**データ一覧:**
++++++++++++++++++++

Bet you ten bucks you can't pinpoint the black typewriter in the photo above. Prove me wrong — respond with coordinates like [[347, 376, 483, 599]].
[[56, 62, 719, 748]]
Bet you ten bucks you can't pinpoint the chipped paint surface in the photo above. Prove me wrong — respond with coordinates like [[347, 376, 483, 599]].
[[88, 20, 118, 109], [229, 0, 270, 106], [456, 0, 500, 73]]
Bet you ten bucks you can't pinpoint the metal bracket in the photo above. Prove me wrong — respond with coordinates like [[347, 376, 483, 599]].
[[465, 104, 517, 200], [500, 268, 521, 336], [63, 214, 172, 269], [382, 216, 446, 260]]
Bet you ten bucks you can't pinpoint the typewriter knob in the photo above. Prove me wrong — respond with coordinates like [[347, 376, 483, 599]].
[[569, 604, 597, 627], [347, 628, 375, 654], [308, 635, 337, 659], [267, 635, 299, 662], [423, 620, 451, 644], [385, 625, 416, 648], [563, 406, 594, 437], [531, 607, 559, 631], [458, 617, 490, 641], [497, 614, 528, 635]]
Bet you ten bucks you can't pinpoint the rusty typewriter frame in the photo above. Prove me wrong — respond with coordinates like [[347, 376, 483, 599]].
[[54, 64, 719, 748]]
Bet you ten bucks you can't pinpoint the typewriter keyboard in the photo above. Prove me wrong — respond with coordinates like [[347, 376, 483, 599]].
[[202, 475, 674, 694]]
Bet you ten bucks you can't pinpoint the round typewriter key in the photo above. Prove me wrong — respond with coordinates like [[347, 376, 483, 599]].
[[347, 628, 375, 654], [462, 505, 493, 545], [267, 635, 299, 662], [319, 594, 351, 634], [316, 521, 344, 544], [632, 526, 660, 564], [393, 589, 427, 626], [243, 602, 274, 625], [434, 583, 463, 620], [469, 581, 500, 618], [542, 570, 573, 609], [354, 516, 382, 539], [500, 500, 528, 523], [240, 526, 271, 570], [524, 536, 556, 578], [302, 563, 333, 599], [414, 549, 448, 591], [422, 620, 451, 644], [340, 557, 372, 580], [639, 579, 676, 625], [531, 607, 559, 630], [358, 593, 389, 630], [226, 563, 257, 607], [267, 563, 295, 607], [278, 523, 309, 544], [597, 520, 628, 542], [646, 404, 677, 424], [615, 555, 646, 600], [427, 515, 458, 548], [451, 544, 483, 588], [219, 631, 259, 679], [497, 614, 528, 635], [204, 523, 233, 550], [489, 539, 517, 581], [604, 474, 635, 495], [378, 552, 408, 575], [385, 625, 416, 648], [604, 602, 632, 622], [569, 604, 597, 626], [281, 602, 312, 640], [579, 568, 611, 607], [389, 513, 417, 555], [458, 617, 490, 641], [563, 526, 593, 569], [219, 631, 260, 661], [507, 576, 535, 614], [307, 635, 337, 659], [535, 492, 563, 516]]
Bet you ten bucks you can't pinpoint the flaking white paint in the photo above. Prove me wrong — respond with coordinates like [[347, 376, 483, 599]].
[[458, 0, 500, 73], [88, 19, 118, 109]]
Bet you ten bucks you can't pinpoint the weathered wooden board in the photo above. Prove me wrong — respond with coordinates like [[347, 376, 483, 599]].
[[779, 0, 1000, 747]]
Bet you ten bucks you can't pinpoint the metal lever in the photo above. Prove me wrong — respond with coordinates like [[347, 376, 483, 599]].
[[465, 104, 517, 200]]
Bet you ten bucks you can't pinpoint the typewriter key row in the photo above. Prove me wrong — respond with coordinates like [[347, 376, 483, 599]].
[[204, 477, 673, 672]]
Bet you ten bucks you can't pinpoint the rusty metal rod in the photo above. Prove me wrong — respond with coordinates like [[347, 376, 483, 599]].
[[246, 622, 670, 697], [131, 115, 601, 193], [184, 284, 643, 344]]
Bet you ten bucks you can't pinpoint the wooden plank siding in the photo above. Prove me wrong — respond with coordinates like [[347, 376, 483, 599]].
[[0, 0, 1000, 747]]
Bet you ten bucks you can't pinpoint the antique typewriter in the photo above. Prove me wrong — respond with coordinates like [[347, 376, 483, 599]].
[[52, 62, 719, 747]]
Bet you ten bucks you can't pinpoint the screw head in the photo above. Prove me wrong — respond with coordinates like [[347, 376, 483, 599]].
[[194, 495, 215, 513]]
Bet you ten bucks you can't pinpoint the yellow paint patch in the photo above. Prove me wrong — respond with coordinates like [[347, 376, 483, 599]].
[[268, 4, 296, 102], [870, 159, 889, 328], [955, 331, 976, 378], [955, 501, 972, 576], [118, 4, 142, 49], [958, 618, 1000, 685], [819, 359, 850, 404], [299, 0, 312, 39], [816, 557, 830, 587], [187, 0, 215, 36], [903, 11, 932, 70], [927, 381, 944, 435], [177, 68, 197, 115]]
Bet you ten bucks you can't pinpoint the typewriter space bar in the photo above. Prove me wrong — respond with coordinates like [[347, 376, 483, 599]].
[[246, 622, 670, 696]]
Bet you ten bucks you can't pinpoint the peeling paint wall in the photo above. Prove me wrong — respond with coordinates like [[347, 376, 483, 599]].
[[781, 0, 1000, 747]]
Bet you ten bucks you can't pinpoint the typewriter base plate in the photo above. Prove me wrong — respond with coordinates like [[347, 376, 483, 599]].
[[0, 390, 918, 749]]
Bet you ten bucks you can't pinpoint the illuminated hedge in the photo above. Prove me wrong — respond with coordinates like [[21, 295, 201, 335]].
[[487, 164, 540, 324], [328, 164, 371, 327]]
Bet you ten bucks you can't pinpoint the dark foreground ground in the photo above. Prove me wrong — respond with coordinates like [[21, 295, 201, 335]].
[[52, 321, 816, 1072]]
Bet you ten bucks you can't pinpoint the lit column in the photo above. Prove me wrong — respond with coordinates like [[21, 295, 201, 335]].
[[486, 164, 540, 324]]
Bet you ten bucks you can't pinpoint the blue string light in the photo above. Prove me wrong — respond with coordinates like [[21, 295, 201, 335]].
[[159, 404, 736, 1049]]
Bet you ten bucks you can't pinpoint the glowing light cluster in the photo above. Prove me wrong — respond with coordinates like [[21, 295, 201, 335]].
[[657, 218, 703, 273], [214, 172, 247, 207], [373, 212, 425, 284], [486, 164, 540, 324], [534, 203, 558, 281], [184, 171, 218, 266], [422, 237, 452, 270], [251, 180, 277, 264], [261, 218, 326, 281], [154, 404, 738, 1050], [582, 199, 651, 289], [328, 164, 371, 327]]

++++++++++++++++++++

**やること:** 「Bet you ten bucks you can't pinpoint the flaking」を含む行から「[[779, 0, 1000, 747]]」を含む行まで、すべての行を書き出す。座標だけが並ぶ行では数値すべてに97を足し、それ以外の行の数字は変えない。

**解答:**
Bet you ten bucks you can't pinpoint the flaking white paint in the photo above. Prove me wrong — respond with coordinates like [[347, 376, 483, 599]].
[[555, 97, 597, 170], [185, 116, 215, 206]]
Bet you ten bucks you can't pinpoint the weathered wooden board in the photo above. Prove me wrong — respond with coordinates like [[347, 376, 483, 599]].
[[876, 97, 1097, 844]]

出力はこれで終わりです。